───── Supplied records ─────

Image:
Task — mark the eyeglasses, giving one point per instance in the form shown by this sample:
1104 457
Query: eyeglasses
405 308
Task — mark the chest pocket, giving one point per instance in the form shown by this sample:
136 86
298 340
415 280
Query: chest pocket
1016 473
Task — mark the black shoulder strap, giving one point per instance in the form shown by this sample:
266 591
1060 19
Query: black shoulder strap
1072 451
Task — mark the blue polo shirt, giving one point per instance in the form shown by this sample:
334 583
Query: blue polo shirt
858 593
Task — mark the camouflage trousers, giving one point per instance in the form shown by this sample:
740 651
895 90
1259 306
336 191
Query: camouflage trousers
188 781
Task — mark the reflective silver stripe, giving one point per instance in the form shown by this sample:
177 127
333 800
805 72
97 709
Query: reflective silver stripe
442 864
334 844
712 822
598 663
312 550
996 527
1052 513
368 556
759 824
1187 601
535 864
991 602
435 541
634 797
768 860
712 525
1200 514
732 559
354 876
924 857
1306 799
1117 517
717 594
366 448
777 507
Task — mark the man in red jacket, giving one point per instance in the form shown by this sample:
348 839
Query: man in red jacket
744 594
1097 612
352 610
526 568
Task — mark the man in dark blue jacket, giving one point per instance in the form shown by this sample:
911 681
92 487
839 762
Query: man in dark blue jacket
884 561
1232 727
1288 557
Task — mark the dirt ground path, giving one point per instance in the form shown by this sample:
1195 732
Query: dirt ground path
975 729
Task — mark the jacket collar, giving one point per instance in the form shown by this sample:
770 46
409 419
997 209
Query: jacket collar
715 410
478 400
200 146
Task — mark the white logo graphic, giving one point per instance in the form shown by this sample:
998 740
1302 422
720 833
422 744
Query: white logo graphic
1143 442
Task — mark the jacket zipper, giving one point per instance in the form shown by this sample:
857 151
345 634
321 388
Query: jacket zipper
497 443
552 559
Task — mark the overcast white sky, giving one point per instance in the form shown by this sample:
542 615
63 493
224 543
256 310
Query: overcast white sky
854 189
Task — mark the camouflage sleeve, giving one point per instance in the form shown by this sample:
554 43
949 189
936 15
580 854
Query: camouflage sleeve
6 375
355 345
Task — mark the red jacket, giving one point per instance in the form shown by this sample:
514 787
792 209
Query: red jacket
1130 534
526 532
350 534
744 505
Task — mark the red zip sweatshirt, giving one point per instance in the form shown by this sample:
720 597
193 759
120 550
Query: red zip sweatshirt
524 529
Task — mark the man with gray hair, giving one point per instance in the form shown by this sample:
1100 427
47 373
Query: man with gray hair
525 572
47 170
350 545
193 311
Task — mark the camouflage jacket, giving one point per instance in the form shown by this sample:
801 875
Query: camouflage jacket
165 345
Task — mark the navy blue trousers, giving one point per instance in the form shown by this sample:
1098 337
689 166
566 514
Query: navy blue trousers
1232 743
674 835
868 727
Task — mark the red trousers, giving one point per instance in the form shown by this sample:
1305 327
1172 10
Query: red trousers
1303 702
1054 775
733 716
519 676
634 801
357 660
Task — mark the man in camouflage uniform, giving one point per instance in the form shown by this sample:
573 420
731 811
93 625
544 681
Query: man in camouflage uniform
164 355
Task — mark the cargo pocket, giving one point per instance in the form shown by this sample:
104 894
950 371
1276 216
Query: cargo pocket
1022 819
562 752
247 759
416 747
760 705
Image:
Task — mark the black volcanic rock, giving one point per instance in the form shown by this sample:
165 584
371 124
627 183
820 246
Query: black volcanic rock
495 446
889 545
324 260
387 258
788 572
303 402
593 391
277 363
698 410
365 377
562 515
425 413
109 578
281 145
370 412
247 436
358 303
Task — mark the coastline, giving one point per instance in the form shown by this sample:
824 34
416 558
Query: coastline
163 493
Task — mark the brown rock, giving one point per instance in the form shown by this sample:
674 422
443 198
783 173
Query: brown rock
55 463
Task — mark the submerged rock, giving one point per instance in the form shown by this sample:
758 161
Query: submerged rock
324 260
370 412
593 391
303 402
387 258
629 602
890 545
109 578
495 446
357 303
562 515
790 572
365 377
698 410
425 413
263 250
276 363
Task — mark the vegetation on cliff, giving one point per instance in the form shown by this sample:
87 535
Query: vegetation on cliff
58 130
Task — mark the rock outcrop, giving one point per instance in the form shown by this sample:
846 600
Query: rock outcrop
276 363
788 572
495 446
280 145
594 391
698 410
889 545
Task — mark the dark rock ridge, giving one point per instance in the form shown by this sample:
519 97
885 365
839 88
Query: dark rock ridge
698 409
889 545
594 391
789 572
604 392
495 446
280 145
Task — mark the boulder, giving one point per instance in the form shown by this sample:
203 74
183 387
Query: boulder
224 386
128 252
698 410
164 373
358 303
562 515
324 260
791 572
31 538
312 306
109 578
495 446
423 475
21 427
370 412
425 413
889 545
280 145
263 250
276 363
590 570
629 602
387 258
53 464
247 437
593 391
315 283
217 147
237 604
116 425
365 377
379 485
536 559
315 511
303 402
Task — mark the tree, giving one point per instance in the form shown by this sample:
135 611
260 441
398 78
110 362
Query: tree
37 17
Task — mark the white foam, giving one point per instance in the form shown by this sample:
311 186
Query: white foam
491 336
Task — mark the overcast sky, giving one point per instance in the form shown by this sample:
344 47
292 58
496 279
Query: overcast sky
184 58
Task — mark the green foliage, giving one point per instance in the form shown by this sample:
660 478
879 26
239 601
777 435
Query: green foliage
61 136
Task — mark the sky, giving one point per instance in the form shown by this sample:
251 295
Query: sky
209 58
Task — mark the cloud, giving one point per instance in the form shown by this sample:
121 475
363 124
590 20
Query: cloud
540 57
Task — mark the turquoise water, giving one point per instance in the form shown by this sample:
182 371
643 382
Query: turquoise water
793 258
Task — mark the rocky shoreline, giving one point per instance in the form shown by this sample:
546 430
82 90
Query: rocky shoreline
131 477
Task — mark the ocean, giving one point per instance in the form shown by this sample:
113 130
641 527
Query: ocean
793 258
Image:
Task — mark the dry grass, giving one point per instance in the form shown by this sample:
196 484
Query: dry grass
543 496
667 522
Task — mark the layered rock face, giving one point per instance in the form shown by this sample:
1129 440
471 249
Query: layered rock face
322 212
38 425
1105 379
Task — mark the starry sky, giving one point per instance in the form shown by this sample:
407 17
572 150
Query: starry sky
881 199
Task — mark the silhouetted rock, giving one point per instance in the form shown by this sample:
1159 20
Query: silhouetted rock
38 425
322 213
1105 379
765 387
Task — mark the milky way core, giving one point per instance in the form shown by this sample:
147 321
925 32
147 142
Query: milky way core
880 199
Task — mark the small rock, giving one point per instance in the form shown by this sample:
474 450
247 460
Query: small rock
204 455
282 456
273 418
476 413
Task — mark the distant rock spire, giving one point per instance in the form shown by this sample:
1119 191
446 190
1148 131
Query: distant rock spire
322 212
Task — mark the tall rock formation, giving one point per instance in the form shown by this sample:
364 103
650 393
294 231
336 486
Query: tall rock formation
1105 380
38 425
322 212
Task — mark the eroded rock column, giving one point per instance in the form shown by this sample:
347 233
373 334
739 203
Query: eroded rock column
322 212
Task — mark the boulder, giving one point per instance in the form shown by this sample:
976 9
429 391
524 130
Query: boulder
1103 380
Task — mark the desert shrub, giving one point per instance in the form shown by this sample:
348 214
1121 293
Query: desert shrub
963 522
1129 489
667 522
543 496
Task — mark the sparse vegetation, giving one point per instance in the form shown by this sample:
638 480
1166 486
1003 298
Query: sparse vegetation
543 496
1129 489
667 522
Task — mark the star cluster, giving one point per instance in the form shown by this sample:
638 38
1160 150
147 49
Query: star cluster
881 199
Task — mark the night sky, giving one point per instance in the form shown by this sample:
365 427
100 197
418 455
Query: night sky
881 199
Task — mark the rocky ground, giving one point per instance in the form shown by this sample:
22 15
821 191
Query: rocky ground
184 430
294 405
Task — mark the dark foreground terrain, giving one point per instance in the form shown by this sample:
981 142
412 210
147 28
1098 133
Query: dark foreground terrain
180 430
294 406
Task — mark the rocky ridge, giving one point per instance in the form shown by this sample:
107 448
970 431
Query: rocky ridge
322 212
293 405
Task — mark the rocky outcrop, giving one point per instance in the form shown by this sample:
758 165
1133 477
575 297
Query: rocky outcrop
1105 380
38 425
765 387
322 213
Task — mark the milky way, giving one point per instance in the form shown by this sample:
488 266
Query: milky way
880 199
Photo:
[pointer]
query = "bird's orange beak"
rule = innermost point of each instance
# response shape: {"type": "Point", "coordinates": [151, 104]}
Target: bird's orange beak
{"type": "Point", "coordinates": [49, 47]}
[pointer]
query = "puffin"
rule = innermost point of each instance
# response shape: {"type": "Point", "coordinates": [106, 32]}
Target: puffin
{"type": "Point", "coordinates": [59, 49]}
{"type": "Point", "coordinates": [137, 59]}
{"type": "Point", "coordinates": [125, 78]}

─────

• Exercise details: Report how many lines in the records above contain the word "shape", giving only the number.

• Response area: 2